DOCUMENT SECTION >>
>> BEGIN

# Nitto NT-01 opinions?



## Matt93SE (Sep 17, 2003)

Got this month's issue of GRM and was poking through it.. They said it gives up a couple percent in times over hoosies and Kooks, but less treadwear and doesn't overheat too badly like Azenis..

I'm looking for a good road course/DE day type tire that will last a while and not chew up the outer sidewall. Hopefully I'll be able to use them for both my 240 and the Maxima when I get it running again.

the big problem I have with the Maxima it that it's HEAVY and simply too much car for the front tires. even with tons of neg camber on the front end and 50-60psi in the tires, it still rolls over the sidewalls on the front tires and chews them off. After a couple really hard laps on them, they'd also overheat and get greasy..
(that was my experience with Toyo RA-1, Kumho MX, and a pile of other street tires like the 712 and S02)..

I read the article on the NT-01 where Kojima and some others were playing with them at a press day basically and Kojima mentioned intentionally trying to overheat them and couldn't do it.. SE-Rs and Skylines were both mentioned in the article.. I figure if they can handle both of those cars, then they ought to work with both my Maxima and 240..

Thoughts?


----------



## Matt93SE (Sep 17, 2003)

Heh.. 50 views and not one reply.

>> END

DATASET CONTENT >>
>> BEGIN

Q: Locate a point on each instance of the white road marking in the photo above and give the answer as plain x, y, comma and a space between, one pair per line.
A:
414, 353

>> END

EXERCISE PROMPT >> Echo, word for word, the part of the Nitto NT-01 thread that starts at "# Nitto NT-01" and ends at "badly like Azenis..".

REPLY TO THE EXERCISE >>
# Nitto NT-01 opinions?



## Matt93SE (Sep 17, 2003)

Got this month's issue of GRM and was poking through it.. They said it gives up a couple percent in times over hoosies and Kooks, but less treadwear and doesn't overheat too badly like Azenis..